What to do:
Pictures aside, can you reproduce the records word for word?

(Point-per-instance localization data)
[Start of Attachment]
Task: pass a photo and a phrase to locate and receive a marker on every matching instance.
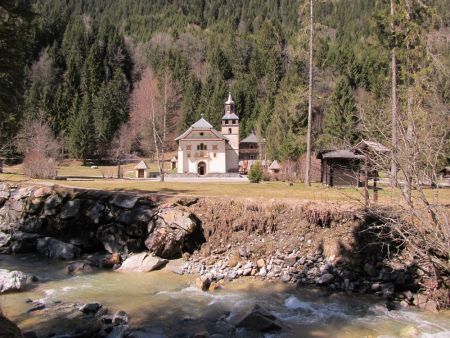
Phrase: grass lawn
(264, 190)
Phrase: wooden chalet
(340, 168)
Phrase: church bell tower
(230, 129)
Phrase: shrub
(256, 172)
(36, 165)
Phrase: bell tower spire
(230, 129)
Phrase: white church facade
(202, 150)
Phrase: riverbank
(328, 245)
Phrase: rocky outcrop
(256, 318)
(173, 231)
(52, 248)
(8, 329)
(64, 223)
(14, 280)
(142, 262)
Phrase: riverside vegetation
(326, 244)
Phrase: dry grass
(265, 190)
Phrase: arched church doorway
(201, 168)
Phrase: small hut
(275, 167)
(174, 162)
(340, 168)
(141, 170)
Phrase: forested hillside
(88, 59)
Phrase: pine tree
(81, 136)
(341, 121)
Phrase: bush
(256, 172)
(36, 165)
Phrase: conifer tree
(341, 121)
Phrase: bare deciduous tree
(153, 113)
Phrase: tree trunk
(394, 105)
(308, 136)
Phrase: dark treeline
(84, 58)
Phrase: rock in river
(14, 280)
(143, 262)
(52, 248)
(258, 319)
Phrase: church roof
(275, 165)
(231, 116)
(230, 100)
(252, 138)
(202, 124)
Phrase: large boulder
[End of Attachment]
Expected answer:
Task: pass a photo and a phrase to locate and receive a marker on every matching instance.
Phrase: grass lawn
(264, 190)
Phrase: wooden chalet
(340, 168)
Phrase: church bell tower
(230, 129)
Phrase: shrub
(256, 172)
(36, 165)
Phrase: bell tower spire
(230, 129)
Phrase: white church facade
(202, 150)
Phrase: riverbank
(328, 245)
Phrase: rocky outcrop
(256, 318)
(173, 231)
(52, 248)
(8, 329)
(64, 223)
(14, 280)
(142, 262)
Phrase: riverside vegetation
(326, 244)
Phrase: dry grass
(265, 190)
Phrase: arched church doorway
(201, 168)
Phrase: small hut
(275, 167)
(174, 162)
(340, 168)
(141, 170)
Phrase: forested hillside
(88, 59)
Phrase: pine tree
(81, 136)
(341, 121)
Phrase: bush
(256, 172)
(36, 165)
Phrase: conifer tree
(341, 121)
Phrase: bare deciduous tree
(153, 113)
Phrase: tree trunk
(394, 105)
(308, 136)
Phrase: dark treeline
(84, 58)
Phrase: rock in river
(14, 280)
(143, 262)
(52, 248)
(258, 319)
Phrase: church roof
(275, 165)
(231, 116)
(230, 100)
(252, 138)
(202, 124)
Phrase: large boulder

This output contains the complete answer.